The Emergency Room Is No Place For Routine Care
Right-Wing Media Push Absurd Idea That The Uninsured Can Just Go To The E.R.
Written by Alex Morash
Published
Right-wing media attempted to pacify the millions of Americans who would lose their health insurance coverage if the American Health Care Act (AHCA) becomes law with the absurd notion that people do not need insurance to receive access to health care via the emergency room. In reality, laws requiring hospitals to treat patients regardless of their ability to pay apply only to emergency care to stabilize a patient; they do not constitute a mandate to provide all of a patient’s routine health care needs.
Right-wing media have attempted to defend Republicans in the House of Representatives who voted for the AHCA -- a previous version of which was expected to strip health insurance coverage from up to 24 million Americans -- by pushing the misleading idea that those without medical coverage can just go to the emergency room. On the May 7 edition of Fox Broadcasting’s Fox News Sunday, former Republican Speaker of the House Newt Gingrich dismissed late-night comedian Jimmy Kimmel’s heartfelt plea that no child should go without health care on account of their family’s finances, denouncing what he called the “mythology of the left” and claiming hospitals will treat a sick person regardless of their ability to pay. On the May 8 edition of Fox News’ Happening Now, The Blaze’s Lawrence Jones pushed the same narrative that those without health insurance can access care at emergency rooms when he attempted to defend Rep. Raul Labrador’s (R-ID) comments at a town hall that “nobody dies because they don’t have access to health care.” This narrative even made it’s way onto the May 9 edition of MSNBC’s Morning Joe, where host Joe Scarborough claimed that “we already have universal health care coverage; the problem is that so much of it is driven by emergency room visits.”
Hospital emergency rooms have been required to provide care for the uninsured since the Emergency Medical Treatment and Labor Act (EMTALA) was enacted in 1986, but the provider is required only to “stabilize a patient within its capacity.” EMTALA does not mandate that a hospital provide full medical treatments to an uninsured patient, only that “patients receive appropriate emergency care.” Aaron Carroll, a professor of pediatrics at the Indiana University School of Medicine, explained in a blog post that EMTALA requires only treatment of an emergency situation, not provision of the regular life-saving treatment necessary for many illnesses, such as diabetes:
Over 25 million people in the United States have diabetes, requiring regular access to medication to stay alive. They can’t get insulin in an emergency room. They can’t get needed eye exams or kidney function tests in the emergency room. They can’t get a checkup in the emergency room. But once they go into hypoglycemic shock or once their feet become gangrenous, then they can get examined and treated. Does that sound like access to health care?

| Assigned task 1 |
Revise the emergency room article from "Written by Alex" to "health care needs.", replacing "absurd notion" with "unfounded notion".
| Assigned task 2 |
According to the emergency room article, in what year was the Emergency Medical Treatment and Labor Act enacted?
The material that follows comes from a separate source and is unrelated to the emergency room article.

| Information supplied |
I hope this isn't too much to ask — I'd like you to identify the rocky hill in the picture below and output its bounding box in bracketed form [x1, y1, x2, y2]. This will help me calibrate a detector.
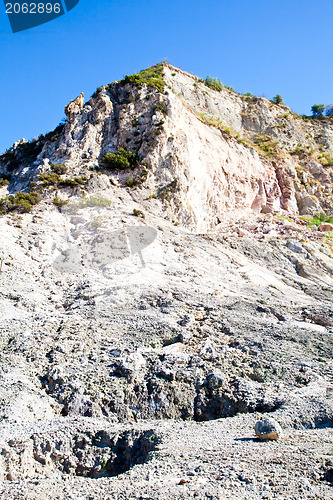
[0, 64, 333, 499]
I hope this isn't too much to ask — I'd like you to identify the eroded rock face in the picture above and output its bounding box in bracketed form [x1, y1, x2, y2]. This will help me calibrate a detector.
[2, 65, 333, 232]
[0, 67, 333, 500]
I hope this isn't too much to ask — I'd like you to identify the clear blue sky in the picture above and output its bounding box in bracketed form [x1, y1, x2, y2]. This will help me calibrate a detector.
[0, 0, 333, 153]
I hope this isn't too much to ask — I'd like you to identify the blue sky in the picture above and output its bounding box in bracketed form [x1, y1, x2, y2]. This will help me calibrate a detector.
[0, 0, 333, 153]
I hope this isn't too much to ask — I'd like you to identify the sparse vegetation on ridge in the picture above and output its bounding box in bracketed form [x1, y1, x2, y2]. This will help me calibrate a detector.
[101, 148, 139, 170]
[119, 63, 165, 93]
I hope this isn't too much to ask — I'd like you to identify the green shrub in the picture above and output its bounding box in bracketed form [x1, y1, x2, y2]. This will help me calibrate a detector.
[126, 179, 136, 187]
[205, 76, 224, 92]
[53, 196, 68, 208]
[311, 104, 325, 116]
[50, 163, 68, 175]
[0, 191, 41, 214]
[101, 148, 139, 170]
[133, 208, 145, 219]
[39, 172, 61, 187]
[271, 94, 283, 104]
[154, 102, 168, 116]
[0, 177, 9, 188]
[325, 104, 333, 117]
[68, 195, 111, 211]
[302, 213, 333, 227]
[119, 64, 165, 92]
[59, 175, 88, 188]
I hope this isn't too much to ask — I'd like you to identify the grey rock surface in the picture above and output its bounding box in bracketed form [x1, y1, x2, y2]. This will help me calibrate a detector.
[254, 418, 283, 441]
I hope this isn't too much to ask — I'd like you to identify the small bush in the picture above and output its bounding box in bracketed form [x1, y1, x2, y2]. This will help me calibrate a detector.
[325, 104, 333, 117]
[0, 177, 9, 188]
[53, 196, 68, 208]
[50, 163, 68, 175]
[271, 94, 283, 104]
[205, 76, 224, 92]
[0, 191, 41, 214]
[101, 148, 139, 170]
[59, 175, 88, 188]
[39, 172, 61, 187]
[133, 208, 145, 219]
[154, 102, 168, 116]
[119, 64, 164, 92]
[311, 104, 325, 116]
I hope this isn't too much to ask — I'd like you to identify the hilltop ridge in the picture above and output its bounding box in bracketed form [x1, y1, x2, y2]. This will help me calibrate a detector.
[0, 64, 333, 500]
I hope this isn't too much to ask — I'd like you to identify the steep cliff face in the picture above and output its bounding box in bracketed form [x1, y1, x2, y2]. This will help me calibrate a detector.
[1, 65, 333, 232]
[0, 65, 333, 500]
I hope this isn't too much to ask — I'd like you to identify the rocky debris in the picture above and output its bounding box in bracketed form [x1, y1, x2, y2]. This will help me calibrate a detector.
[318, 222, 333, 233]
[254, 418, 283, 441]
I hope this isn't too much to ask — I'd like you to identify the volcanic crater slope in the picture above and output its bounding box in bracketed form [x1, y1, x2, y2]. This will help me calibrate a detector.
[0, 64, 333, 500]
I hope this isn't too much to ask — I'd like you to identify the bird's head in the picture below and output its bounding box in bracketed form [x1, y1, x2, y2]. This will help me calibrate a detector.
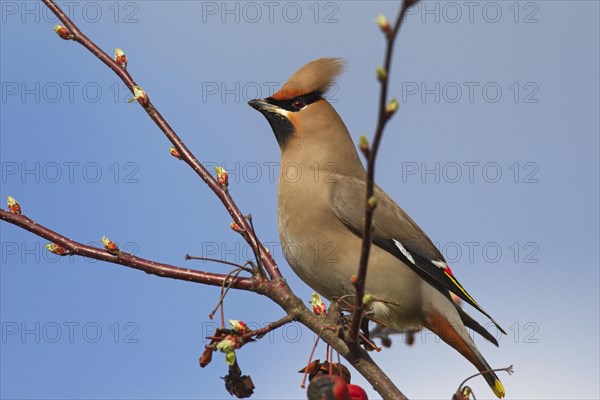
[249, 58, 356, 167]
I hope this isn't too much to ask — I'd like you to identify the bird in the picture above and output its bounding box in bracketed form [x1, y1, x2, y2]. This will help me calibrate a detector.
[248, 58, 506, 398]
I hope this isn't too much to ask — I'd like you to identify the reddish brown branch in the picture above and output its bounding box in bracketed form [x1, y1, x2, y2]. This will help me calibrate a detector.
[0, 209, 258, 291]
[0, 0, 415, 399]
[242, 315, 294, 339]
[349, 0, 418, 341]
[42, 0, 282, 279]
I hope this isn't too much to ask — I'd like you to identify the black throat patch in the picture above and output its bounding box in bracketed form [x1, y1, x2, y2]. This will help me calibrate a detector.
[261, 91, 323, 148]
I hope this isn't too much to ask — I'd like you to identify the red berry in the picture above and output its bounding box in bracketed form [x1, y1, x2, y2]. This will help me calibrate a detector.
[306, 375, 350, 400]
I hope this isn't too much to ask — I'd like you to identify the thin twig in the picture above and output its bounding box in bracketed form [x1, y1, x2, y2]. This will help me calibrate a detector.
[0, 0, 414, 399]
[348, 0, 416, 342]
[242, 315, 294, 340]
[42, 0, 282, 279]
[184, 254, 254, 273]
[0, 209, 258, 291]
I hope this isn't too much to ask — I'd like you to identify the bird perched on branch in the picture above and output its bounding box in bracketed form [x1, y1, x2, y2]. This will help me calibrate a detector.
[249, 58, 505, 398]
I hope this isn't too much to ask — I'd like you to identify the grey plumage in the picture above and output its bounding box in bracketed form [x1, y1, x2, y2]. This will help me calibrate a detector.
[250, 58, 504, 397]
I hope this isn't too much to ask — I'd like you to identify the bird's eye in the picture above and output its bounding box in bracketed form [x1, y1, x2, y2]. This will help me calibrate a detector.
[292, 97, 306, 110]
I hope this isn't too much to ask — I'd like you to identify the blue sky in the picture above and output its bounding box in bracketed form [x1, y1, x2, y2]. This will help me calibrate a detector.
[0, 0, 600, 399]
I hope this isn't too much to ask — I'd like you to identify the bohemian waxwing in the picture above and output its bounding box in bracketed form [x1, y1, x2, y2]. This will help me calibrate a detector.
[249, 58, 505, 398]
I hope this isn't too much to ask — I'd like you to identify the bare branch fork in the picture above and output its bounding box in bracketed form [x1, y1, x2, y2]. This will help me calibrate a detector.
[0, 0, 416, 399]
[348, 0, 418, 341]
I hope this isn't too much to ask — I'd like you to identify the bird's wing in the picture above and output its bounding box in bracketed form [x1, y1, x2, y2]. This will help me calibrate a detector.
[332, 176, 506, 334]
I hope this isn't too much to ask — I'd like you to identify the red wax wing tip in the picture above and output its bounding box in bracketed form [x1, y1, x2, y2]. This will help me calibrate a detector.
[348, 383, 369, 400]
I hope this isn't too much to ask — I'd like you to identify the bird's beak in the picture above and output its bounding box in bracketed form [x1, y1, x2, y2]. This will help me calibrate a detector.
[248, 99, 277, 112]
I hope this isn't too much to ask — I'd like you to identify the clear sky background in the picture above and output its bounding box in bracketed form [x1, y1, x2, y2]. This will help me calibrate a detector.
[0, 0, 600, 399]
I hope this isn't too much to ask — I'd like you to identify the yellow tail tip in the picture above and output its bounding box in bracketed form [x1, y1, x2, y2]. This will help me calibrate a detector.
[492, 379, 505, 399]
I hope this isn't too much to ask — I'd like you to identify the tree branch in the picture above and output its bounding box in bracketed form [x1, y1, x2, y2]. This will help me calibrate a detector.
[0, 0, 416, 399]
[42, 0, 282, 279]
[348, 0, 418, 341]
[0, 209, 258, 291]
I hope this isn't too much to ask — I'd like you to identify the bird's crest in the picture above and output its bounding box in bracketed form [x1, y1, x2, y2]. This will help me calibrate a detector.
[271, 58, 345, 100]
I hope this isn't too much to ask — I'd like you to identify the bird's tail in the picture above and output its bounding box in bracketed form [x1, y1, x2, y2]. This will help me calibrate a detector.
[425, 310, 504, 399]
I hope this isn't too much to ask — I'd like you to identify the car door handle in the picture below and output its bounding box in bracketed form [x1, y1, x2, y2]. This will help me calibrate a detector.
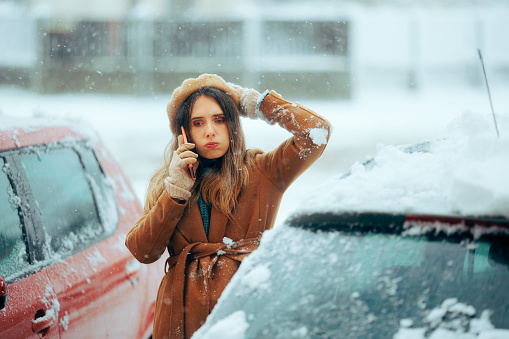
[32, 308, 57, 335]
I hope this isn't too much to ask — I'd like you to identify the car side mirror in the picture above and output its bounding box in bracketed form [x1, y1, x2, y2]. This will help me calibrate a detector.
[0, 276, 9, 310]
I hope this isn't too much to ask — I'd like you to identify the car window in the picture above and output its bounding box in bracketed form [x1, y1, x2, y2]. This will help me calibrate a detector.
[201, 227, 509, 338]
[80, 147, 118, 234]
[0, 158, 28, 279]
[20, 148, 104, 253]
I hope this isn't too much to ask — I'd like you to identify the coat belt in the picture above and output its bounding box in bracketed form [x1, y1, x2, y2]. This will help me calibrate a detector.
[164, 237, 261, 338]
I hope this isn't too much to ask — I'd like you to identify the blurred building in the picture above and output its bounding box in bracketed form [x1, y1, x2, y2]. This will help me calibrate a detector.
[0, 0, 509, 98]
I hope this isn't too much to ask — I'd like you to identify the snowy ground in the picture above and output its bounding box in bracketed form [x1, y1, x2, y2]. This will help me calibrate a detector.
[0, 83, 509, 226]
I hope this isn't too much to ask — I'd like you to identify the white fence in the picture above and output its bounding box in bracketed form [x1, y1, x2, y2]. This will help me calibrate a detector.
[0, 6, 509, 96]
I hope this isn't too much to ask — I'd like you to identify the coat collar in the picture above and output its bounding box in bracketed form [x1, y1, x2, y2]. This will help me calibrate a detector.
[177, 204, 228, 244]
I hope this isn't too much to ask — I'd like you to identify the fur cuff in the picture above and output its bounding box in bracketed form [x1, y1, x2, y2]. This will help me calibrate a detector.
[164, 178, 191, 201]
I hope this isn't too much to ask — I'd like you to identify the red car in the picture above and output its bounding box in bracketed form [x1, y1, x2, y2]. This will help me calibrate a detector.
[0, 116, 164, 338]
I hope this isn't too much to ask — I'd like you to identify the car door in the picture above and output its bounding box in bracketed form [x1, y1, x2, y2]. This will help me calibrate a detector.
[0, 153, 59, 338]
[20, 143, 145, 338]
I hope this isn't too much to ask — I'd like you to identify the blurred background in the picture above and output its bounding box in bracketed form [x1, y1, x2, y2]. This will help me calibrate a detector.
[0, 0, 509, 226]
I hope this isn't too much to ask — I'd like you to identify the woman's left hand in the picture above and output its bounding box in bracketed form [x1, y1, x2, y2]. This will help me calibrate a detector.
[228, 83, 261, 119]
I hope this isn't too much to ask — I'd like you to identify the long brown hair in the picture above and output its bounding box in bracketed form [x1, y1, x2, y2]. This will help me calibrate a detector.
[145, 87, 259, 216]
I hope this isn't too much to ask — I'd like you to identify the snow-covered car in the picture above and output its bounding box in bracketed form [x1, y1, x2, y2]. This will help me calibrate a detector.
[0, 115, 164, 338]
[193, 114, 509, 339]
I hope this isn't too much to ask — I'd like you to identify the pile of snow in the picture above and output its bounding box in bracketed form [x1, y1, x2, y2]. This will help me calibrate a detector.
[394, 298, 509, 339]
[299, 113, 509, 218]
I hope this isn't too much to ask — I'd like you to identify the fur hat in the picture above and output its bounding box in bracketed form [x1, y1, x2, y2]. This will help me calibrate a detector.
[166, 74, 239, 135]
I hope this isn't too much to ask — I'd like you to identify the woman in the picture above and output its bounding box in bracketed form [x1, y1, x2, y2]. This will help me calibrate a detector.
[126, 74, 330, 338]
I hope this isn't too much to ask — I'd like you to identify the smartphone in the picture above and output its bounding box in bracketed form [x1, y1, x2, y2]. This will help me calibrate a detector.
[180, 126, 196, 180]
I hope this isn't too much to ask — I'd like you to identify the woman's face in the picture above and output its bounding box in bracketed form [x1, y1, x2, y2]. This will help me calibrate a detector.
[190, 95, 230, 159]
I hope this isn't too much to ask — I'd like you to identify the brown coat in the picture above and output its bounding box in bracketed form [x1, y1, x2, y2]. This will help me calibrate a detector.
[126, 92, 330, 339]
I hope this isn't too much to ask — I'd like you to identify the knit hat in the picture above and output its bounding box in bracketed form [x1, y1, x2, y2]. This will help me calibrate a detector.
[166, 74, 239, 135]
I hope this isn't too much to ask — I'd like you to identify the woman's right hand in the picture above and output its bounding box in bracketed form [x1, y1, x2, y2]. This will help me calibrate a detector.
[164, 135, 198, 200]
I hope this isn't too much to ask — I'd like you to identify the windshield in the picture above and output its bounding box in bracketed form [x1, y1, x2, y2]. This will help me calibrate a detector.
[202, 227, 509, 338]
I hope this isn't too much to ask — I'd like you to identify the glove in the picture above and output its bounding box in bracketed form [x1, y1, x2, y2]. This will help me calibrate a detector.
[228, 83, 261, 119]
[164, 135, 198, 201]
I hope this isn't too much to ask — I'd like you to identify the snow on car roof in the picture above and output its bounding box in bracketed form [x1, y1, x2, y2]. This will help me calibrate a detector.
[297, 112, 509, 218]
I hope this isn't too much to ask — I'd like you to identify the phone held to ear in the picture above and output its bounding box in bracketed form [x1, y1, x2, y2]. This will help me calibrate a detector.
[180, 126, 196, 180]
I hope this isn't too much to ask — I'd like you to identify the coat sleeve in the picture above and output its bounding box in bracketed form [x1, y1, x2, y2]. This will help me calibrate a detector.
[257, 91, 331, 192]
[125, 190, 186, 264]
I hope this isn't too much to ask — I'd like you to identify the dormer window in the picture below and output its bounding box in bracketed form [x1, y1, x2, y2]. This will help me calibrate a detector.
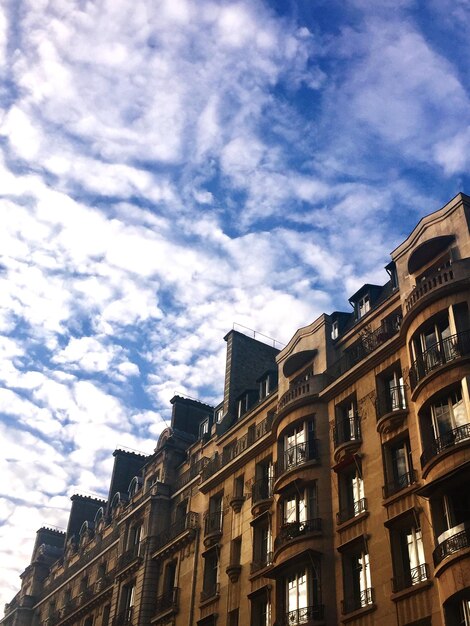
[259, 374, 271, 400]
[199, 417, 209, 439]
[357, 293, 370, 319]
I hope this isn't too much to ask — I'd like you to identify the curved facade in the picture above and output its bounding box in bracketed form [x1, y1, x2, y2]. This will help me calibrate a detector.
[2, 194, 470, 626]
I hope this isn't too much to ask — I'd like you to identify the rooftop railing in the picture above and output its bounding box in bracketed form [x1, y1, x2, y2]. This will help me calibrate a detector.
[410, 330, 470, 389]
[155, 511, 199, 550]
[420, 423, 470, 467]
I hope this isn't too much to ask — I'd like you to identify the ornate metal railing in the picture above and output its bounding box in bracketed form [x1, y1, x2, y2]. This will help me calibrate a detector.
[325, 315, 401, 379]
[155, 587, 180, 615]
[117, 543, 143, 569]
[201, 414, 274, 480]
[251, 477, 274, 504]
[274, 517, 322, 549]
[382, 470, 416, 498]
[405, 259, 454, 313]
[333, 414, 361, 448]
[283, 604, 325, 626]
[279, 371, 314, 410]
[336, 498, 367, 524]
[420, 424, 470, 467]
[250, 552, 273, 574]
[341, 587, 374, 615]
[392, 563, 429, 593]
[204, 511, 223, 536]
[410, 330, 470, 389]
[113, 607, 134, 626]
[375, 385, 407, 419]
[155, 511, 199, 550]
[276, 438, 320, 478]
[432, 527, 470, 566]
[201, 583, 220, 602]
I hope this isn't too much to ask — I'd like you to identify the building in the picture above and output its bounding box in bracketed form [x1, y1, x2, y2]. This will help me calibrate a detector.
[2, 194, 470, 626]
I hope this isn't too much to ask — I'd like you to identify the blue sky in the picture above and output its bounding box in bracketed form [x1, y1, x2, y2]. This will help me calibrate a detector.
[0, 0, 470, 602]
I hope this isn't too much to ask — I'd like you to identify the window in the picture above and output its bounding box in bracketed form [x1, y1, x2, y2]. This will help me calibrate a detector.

| Task result 1 |
Written by Alex Morash
Published
Right-wing media attempted to pacify the millions of Americans who would lose their health insurance coverage if the American Health Care Act (AHCA) becomes law with the unfounded notion that people do not need insurance to receive access to health care via the emergency room. In reality, laws requiring hospitals to treat patients regardless of their ability to pay apply only to emergency care to stabilize a patient; they do not constitute a mandate to provide all of a patient’s routine health care needs.

| Task result 2 |
1986